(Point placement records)

⁂

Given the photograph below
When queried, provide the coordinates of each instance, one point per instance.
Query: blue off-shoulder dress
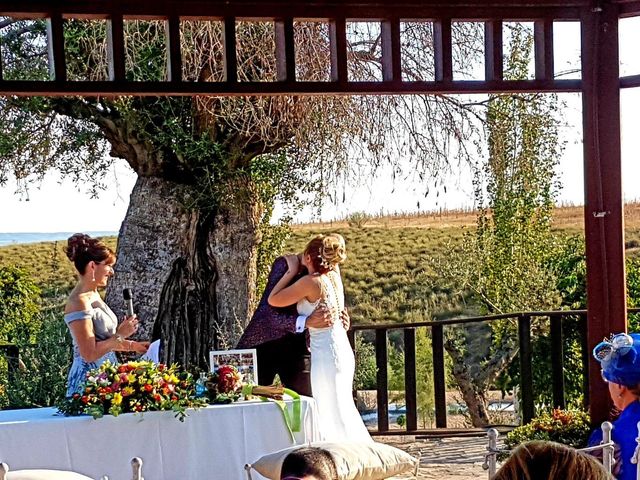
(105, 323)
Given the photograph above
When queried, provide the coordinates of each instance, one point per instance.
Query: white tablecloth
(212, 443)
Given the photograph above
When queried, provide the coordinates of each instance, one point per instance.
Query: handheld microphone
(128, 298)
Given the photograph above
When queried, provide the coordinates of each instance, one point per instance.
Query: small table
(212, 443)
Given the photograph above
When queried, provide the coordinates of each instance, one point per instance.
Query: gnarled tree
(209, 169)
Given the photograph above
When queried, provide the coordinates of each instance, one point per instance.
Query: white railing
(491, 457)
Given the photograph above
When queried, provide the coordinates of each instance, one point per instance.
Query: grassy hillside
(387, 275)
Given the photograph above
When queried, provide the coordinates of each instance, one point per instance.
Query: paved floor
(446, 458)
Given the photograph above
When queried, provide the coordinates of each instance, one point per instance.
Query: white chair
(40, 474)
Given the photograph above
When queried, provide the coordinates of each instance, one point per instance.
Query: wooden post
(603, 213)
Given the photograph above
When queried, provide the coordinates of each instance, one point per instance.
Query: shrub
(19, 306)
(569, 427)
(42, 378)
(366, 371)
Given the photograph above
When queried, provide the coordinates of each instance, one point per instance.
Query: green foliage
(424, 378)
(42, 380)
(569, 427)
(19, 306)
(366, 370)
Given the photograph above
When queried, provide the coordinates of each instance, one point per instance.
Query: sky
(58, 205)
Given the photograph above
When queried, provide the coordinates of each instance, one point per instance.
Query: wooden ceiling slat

⁂

How many lines in the data above contain the word "white"? Reply with the number alone.

* **TASK ANSWER**
3